Source data:
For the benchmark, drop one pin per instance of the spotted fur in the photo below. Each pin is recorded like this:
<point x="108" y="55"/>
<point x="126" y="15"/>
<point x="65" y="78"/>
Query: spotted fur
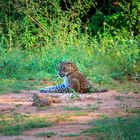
<point x="74" y="80"/>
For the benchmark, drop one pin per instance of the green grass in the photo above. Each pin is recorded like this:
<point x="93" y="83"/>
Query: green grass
<point x="15" y="125"/>
<point x="102" y="59"/>
<point x="46" y="134"/>
<point x="115" y="128"/>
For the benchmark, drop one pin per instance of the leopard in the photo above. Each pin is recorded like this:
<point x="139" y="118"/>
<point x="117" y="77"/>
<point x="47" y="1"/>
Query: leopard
<point x="74" y="81"/>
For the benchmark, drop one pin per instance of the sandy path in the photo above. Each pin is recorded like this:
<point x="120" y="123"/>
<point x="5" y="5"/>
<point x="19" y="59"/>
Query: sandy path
<point x="110" y="103"/>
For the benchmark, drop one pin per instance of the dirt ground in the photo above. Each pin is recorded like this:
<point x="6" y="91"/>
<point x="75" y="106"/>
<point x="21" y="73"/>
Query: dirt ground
<point x="93" y="106"/>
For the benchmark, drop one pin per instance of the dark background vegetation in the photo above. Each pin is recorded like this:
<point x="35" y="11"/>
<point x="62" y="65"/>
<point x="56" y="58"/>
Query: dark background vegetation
<point x="100" y="36"/>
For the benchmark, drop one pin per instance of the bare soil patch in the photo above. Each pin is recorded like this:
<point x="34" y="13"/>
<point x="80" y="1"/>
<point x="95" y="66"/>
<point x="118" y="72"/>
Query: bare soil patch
<point x="92" y="106"/>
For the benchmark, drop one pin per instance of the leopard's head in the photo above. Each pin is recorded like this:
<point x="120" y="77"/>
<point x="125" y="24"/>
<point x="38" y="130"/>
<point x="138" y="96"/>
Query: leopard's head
<point x="67" y="68"/>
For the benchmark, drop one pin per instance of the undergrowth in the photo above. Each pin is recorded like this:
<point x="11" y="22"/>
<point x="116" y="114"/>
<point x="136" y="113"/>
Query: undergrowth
<point x="102" y="59"/>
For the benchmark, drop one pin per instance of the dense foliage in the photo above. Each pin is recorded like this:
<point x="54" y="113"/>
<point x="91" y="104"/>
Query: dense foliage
<point x="101" y="37"/>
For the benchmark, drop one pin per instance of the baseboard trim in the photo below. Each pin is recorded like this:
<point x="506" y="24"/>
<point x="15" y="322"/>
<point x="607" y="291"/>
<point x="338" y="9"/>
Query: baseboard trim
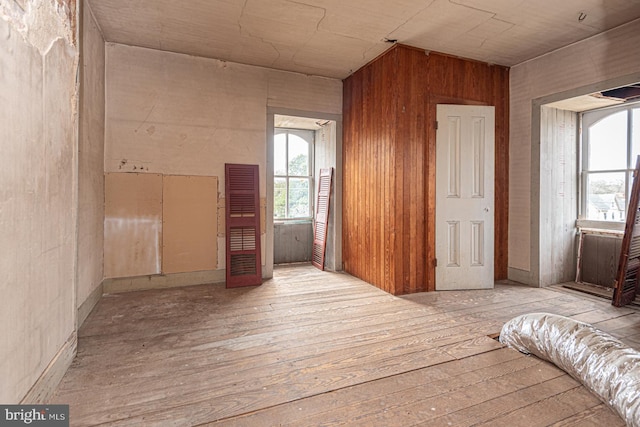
<point x="89" y="304"/>
<point x="46" y="385"/>
<point x="521" y="276"/>
<point x="162" y="281"/>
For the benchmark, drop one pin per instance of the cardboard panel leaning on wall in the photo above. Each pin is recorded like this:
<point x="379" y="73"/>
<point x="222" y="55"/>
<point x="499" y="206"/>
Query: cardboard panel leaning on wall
<point x="189" y="241"/>
<point x="133" y="224"/>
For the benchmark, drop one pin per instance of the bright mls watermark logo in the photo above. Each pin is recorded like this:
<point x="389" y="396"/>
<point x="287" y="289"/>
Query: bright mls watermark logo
<point x="34" y="415"/>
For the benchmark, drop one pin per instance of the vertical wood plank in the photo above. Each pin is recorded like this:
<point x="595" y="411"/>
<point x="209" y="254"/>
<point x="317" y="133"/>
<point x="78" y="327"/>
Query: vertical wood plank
<point x="389" y="150"/>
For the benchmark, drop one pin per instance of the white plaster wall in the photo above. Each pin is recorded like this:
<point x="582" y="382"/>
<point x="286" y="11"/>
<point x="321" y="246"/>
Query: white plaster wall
<point x="178" y="114"/>
<point x="91" y="161"/>
<point x="607" y="56"/>
<point x="38" y="139"/>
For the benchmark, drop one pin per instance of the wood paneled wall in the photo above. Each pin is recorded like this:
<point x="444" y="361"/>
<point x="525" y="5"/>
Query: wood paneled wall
<point x="389" y="136"/>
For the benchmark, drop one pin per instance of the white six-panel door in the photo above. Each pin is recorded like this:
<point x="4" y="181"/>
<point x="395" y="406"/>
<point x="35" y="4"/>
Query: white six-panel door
<point x="464" y="197"/>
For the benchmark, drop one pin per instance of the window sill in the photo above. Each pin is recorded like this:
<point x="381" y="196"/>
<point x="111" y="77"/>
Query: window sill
<point x="292" y="221"/>
<point x="610" y="227"/>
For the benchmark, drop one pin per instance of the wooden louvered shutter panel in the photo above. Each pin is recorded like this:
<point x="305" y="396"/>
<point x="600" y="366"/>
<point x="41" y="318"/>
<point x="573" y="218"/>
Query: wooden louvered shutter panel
<point x="322" y="218"/>
<point x="626" y="285"/>
<point x="242" y="207"/>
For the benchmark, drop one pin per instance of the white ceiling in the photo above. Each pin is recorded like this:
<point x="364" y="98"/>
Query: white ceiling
<point x="336" y="37"/>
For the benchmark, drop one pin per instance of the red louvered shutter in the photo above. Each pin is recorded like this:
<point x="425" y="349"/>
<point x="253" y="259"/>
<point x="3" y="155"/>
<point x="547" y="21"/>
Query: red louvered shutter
<point x="242" y="208"/>
<point x="626" y="285"/>
<point x="322" y="218"/>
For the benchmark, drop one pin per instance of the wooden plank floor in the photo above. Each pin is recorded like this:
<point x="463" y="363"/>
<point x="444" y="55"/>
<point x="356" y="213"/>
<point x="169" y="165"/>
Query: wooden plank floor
<point x="311" y="348"/>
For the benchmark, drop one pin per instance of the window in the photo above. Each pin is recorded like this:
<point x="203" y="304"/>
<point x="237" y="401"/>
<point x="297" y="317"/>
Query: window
<point x="610" y="145"/>
<point x="292" y="175"/>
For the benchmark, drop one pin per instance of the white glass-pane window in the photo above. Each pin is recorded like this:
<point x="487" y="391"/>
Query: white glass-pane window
<point x="611" y="143"/>
<point x="292" y="174"/>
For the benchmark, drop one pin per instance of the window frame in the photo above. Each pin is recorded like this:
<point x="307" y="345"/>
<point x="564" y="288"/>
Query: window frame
<point x="309" y="177"/>
<point x="592" y="118"/>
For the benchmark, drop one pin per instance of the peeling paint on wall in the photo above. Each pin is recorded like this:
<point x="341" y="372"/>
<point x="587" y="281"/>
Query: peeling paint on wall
<point x="32" y="19"/>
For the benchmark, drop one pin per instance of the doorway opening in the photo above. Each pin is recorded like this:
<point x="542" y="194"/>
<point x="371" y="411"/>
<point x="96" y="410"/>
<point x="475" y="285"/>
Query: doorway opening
<point x="581" y="210"/>
<point x="299" y="146"/>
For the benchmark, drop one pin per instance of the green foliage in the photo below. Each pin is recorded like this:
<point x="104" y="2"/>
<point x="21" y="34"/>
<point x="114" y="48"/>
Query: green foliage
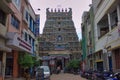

Task details: How many lines of the records above contain the string "bright", with case taken into account? Reply with the number alone.

Completed task: 2